**Task requirements:**
Please answer these questions using the PyMongo lesson outline:
(a) Which MongoDB client manager does it name?
(b) Which package is installed and imported to use MongoDB with Python?
(c) What is returned for a given query in the last item?

## BEGIN Text

Learn Python Series (#18) - PyMongo Part 1
Learn Python Series (#18) - PyMongo Part 1
What Will I Learn?
- You will learn what MongoDB is;
- what the differences are between a SQL versus a NoSQL database;
- how to install and run MongoDB on your own computer, how to view and interact with MongoDB via a MongoDB client manager (Robo 3T / RoboMongo in this case);
- how to install and import the PyMongo package, to use MongoDB together with your Python distribution;
- how to create and use a MongoDB database, collection, and documents;
- how to insert one and/or many documents to your collections of choice,
- how to retrieve / find one or multiple documents, given a certain (or empty) database query,
- how to count and return the number of documents found for a certain (or empty) query.

## END Text
## BEGIN Supplied entries

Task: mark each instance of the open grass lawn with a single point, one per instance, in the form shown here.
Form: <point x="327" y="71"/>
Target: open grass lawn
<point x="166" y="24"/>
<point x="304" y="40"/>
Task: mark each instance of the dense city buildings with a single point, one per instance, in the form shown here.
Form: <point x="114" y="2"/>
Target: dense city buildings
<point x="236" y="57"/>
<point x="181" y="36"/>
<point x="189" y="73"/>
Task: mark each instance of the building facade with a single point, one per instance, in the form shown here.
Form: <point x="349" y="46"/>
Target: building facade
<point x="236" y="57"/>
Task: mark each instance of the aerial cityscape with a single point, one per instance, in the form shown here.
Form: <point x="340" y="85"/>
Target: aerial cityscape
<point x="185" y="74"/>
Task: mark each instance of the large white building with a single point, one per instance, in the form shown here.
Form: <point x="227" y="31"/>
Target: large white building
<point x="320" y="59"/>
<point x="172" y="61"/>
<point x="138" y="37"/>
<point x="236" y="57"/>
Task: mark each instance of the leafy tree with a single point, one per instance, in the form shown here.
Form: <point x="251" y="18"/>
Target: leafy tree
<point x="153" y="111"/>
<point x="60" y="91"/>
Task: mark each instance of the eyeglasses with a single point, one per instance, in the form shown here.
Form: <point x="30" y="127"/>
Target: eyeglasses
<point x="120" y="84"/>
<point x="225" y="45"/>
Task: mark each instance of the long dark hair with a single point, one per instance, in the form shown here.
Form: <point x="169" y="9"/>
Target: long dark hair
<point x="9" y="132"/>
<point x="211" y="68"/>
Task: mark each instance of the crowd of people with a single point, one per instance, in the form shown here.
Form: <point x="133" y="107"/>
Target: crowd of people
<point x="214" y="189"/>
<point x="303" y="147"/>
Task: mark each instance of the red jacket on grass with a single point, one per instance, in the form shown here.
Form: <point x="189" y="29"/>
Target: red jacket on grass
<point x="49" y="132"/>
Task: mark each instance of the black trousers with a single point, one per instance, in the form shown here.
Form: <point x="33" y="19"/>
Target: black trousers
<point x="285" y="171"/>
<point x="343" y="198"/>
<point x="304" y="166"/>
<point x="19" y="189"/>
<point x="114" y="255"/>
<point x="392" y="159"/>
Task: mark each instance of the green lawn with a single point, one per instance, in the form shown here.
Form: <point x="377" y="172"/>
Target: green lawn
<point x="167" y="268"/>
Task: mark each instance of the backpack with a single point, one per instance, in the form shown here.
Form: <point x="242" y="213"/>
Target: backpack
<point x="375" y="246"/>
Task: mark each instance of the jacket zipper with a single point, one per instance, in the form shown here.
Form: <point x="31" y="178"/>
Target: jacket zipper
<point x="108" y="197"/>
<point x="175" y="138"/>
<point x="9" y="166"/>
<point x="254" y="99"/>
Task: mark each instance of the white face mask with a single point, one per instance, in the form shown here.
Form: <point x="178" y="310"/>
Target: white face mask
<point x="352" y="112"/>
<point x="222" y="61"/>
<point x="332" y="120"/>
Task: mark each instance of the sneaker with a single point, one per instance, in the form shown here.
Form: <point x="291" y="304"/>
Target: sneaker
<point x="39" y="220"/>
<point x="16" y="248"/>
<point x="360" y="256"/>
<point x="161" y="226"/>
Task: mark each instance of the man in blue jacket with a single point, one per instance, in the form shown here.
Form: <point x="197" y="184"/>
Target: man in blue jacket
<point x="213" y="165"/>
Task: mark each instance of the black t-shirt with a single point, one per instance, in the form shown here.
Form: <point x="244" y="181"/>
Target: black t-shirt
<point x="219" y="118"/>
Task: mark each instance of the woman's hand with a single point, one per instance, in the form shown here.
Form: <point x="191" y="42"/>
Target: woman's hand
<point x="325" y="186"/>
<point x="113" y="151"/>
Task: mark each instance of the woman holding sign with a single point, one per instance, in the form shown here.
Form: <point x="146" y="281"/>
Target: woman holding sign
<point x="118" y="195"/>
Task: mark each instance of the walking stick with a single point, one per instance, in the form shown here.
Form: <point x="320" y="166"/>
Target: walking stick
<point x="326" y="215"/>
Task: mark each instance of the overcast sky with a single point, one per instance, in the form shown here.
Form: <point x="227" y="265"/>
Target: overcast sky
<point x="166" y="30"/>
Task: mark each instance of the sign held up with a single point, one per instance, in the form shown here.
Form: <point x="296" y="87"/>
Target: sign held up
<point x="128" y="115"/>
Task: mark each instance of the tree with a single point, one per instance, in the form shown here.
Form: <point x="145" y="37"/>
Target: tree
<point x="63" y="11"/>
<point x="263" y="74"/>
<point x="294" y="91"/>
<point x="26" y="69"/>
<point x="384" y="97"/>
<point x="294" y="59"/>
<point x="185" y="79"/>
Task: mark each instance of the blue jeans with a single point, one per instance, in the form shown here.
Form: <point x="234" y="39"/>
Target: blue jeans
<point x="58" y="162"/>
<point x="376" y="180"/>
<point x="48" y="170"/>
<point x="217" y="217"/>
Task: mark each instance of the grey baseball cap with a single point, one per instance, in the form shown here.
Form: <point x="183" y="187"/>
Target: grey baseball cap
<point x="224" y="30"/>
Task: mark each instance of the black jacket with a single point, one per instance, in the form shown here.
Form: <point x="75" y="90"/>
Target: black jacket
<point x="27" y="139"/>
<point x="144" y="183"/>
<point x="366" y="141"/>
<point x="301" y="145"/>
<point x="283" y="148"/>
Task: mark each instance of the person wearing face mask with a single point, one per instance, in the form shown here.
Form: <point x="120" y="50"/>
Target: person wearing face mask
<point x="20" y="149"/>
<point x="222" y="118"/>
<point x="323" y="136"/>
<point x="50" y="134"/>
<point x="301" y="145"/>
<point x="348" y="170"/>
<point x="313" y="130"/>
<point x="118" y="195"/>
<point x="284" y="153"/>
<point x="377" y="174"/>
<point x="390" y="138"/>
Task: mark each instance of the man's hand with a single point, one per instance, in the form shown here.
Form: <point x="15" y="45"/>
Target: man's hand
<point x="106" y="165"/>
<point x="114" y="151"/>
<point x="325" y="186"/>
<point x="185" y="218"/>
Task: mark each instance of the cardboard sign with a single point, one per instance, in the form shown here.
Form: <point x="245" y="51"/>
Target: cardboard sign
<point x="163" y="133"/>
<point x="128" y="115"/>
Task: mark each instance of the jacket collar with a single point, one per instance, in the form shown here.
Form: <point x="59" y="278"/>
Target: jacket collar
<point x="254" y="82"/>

## END Supplied entries

**Response for this exercise:**
(a) Robo 3T / RoboMongo
(b) PyMongo
(c) The number of documents found for a certain (or empty) query